▶ _Aim of the exercise_
Extract all of the data and reproduce it precisely.

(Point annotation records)
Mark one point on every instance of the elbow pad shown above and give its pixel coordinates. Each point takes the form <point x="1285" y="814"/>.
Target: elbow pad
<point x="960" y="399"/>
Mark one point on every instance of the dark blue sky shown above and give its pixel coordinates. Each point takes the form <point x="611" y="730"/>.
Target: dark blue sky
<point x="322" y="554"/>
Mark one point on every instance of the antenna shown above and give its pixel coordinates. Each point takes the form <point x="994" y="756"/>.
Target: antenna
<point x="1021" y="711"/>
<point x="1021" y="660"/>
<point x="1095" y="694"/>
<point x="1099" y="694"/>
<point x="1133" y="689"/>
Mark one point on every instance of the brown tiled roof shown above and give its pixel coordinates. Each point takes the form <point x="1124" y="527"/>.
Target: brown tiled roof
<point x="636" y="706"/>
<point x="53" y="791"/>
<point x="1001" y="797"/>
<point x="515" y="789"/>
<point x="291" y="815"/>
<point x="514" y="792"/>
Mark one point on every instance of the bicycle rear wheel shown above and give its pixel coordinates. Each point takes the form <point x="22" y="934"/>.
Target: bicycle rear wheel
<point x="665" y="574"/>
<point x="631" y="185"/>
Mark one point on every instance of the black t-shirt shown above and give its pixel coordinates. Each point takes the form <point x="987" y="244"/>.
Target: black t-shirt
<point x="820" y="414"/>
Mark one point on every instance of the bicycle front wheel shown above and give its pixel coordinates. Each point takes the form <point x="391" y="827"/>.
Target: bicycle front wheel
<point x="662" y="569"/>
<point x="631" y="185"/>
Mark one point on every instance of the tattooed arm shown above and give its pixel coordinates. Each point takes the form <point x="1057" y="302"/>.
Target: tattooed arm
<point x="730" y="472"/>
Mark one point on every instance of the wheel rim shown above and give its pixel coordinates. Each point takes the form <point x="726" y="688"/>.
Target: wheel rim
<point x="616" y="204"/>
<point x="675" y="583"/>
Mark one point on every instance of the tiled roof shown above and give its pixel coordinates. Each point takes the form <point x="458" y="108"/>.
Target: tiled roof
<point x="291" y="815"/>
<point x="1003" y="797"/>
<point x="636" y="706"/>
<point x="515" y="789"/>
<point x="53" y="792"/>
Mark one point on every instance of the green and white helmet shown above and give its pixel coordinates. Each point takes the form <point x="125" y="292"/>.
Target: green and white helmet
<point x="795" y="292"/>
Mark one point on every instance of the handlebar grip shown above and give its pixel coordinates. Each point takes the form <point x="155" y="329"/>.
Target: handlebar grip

▶ _The output_
Mark one point on every instance of the elbow pad shown above and give its pixel coordinates. Each point takes the form <point x="1285" y="814"/>.
Target: elbow pad
<point x="960" y="399"/>
Mark one point on every instance of the dark blue sky shown above and give its pixel coordinates. Each point takes the form <point x="611" y="730"/>.
Target: dark blue sky
<point x="322" y="554"/>
Mark one point on every instance of the antenna shown above and give its pixel coordinates. Each point takes the form <point x="994" y="756"/>.
Target: antenna
<point x="1021" y="711"/>
<point x="1021" y="660"/>
<point x="1095" y="694"/>
<point x="1099" y="694"/>
<point x="1133" y="689"/>
Mark one point on every instance of the brown tiled roof shown above and give its pixel coordinates. Each point takes the form <point x="1124" y="527"/>.
Target: brown tiled roof
<point x="636" y="706"/>
<point x="53" y="791"/>
<point x="1001" y="797"/>
<point x="515" y="789"/>
<point x="291" y="815"/>
<point x="514" y="792"/>
Mark one point on every instance of the bicycle rear wheel shown above and give its pixel coordinates. Each point takes the form <point x="22" y="934"/>.
Target: bicycle rear wheel
<point x="665" y="574"/>
<point x="631" y="185"/>
Mark one point on every instance of the black t-shirt shown above and give its pixel coordinates. Each point takes the form <point x="987" y="244"/>.
Target: black t-shirt
<point x="820" y="414"/>
Mark one point on every instance of the bicycle front wheel shown above and give its pixel coordinates. Each point takes the form <point x="391" y="827"/>.
Target: bicycle front wheel
<point x="662" y="569"/>
<point x="631" y="185"/>
Mark one point on every instance of the tattooed arm shown above and give its pixel coordinates. Each point takes the form <point x="1057" y="302"/>.
Target: tattooed arm
<point x="730" y="472"/>
Mark one point on every instance of the wheel rim shown above and give its pixel coordinates. Each point takes the form <point x="726" y="688"/>.
Target: wheel rim
<point x="616" y="204"/>
<point x="675" y="583"/>
Mark one point on every instance of the tiled roof shown above and give its pixel coordinates. Each point takes the form <point x="458" y="108"/>.
Target: tiled roof
<point x="291" y="815"/>
<point x="1003" y="797"/>
<point x="636" y="706"/>
<point x="515" y="789"/>
<point x="53" y="792"/>
Mark one point on every instance of the green and white helmet shown above and give its pixel coordinates. Each point takes the form <point x="125" y="292"/>.
Target: green and white helmet
<point x="795" y="292"/>
Mark one point on every instance of the handlebar grip shown above and give its pixel coordinates. Each point takes the form <point x="155" y="329"/>.
Target: handlebar grip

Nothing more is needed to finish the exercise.